:: What is expected ::
Look through the material below and count the lines that hold "yellow". Give that number by itself.
[Opening Task inputs section]
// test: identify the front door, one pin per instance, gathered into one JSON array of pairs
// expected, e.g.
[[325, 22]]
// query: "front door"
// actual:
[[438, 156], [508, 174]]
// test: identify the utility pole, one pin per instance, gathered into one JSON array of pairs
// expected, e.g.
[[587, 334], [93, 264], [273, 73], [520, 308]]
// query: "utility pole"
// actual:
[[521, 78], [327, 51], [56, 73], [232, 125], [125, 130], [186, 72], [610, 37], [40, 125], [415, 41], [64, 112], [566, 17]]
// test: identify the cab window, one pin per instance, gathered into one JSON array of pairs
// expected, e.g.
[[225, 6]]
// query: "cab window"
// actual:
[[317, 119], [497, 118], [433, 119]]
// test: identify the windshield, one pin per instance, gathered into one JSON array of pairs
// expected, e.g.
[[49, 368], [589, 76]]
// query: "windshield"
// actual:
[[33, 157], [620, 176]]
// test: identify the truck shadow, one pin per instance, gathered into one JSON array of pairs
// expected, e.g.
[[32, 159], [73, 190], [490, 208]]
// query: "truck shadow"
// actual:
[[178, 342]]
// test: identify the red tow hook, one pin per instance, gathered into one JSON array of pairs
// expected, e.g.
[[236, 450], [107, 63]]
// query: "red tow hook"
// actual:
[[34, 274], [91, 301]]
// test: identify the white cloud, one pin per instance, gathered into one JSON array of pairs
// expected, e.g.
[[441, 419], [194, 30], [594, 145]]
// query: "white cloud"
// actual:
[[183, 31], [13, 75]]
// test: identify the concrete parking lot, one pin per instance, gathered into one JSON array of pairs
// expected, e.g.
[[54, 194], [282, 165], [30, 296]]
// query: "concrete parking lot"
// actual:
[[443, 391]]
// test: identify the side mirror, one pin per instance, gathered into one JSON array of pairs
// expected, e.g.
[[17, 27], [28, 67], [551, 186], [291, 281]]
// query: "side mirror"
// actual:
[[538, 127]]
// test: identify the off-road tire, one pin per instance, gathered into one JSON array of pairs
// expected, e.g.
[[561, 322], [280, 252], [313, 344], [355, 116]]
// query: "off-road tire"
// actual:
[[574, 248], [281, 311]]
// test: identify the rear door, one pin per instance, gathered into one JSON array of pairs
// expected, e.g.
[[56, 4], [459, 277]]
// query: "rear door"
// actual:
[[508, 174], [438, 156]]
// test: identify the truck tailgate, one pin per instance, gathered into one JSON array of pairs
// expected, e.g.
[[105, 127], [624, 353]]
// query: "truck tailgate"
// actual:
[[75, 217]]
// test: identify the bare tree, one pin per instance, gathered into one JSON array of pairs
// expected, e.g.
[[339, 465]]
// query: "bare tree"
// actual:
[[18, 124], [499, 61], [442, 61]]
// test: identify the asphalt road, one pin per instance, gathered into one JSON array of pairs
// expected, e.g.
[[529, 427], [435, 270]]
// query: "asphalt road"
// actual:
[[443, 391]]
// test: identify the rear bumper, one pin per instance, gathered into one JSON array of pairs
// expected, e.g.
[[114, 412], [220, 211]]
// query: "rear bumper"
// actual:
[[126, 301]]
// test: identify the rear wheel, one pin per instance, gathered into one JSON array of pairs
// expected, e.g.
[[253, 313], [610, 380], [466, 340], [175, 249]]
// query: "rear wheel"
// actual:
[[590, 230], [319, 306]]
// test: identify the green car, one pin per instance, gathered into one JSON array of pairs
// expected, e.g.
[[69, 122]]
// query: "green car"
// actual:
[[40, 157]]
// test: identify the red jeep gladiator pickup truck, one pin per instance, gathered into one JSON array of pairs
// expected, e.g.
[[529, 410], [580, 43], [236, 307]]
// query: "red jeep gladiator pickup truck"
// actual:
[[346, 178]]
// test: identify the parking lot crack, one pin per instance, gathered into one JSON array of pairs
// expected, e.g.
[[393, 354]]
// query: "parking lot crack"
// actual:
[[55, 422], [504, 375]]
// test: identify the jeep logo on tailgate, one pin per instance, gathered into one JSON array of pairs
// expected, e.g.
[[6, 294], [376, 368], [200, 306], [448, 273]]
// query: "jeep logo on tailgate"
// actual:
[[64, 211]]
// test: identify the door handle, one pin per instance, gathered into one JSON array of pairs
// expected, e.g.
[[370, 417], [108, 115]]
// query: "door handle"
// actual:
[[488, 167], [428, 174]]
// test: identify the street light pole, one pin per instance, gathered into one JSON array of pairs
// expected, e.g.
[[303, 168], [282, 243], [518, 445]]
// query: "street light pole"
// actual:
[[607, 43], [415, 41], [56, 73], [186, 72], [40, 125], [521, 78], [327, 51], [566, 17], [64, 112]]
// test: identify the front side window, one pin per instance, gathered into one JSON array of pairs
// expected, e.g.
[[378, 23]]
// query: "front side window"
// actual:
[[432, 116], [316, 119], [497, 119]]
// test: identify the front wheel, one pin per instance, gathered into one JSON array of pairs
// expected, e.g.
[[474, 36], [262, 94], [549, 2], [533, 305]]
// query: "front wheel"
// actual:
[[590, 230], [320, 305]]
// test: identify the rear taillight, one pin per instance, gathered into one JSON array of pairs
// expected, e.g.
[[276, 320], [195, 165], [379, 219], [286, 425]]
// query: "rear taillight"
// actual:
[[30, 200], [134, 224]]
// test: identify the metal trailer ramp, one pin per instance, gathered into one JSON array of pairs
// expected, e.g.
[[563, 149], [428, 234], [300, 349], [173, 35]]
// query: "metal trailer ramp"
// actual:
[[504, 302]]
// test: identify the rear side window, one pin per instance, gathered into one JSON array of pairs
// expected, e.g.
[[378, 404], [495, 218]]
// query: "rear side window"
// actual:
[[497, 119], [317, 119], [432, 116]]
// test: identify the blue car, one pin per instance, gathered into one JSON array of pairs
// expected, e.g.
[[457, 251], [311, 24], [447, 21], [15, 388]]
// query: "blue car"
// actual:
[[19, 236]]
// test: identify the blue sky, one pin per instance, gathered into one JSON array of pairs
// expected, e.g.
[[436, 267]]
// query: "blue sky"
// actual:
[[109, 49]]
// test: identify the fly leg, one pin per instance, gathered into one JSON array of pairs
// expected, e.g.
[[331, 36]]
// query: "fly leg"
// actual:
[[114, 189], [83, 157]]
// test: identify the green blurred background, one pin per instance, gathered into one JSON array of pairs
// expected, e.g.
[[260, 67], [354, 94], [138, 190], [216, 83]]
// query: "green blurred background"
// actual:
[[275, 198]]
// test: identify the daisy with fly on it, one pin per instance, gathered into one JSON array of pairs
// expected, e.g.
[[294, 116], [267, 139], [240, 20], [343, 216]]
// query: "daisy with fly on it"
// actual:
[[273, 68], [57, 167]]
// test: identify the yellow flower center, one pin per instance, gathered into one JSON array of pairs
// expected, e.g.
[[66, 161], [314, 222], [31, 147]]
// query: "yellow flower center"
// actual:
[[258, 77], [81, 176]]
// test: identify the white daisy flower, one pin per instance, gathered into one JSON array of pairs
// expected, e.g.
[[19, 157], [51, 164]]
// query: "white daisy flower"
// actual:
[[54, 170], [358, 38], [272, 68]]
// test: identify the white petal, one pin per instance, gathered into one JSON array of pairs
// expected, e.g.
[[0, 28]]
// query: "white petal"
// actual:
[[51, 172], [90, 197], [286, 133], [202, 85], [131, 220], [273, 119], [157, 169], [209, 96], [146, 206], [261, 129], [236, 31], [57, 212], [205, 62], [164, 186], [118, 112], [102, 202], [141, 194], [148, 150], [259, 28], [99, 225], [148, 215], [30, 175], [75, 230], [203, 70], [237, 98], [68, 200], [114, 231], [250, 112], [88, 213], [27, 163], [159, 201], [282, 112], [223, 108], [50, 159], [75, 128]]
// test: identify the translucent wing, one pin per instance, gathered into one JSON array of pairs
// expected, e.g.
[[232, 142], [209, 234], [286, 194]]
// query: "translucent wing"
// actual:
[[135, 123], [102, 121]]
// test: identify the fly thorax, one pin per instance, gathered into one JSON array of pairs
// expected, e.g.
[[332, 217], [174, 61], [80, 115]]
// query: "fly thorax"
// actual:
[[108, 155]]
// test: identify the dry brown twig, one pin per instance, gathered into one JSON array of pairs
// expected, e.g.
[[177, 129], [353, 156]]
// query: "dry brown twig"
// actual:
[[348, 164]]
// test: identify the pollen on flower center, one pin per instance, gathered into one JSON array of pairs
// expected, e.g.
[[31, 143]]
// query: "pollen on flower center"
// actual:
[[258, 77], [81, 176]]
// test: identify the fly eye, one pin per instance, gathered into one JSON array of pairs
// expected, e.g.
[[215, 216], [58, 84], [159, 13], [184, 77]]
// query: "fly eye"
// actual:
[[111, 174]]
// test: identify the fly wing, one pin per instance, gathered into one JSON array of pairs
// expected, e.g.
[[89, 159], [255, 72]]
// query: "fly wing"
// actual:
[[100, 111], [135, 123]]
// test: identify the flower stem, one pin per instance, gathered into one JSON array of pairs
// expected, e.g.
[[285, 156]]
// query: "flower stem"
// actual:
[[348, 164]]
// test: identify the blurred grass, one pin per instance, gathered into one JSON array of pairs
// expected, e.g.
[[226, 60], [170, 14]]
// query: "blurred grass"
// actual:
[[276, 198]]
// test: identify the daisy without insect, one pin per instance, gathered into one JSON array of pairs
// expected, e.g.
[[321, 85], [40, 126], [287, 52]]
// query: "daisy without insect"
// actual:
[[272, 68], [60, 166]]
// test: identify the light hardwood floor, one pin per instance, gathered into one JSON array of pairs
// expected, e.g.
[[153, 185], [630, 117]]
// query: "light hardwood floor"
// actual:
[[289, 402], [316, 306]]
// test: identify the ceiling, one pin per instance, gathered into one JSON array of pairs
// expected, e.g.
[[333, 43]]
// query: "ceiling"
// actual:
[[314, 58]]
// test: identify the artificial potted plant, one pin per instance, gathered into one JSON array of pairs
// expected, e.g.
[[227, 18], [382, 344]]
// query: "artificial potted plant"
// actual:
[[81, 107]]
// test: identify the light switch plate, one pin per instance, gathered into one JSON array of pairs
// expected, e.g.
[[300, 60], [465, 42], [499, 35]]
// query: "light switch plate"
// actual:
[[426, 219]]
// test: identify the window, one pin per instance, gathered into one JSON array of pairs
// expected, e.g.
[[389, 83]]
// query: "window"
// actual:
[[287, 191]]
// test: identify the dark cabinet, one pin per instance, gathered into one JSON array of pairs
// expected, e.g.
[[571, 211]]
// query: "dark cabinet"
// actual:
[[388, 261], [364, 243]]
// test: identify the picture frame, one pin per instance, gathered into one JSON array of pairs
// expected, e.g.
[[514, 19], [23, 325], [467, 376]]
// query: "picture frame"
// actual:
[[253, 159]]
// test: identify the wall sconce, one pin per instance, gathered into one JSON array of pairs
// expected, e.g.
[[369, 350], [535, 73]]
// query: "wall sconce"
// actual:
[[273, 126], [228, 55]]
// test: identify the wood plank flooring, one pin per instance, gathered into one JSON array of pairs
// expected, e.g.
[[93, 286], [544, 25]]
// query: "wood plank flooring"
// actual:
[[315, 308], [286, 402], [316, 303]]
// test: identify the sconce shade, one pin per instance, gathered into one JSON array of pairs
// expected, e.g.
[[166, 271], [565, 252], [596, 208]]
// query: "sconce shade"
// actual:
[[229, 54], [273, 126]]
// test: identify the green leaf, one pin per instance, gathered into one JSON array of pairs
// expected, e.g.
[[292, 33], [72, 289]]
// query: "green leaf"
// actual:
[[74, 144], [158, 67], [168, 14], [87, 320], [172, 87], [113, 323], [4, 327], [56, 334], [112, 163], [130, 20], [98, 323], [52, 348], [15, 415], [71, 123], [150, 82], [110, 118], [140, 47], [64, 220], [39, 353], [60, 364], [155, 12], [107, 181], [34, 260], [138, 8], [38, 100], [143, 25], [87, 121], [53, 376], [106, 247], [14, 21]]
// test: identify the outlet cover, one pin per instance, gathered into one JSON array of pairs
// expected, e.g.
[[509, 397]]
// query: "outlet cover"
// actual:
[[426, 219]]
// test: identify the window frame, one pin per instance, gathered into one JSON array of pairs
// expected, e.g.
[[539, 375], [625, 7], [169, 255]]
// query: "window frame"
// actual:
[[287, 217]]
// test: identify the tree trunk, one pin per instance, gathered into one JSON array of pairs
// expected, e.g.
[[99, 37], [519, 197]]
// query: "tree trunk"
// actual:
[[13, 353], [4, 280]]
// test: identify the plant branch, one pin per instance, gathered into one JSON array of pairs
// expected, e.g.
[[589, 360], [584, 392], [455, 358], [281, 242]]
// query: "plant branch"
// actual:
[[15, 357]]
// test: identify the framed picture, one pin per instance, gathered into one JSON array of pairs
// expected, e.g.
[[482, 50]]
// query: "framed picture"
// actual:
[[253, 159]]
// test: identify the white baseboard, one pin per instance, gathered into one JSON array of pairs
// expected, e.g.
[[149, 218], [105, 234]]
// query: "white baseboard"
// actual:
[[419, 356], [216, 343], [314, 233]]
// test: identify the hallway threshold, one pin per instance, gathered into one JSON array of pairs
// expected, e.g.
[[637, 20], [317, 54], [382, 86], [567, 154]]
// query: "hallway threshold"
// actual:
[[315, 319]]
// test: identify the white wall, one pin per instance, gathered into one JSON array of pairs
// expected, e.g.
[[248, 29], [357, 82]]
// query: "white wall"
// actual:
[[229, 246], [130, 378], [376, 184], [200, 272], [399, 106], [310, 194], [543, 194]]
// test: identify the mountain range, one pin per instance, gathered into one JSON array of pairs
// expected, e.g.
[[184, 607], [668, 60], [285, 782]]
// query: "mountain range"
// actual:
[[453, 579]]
[Closing Task inputs section]
:: Result below ::
2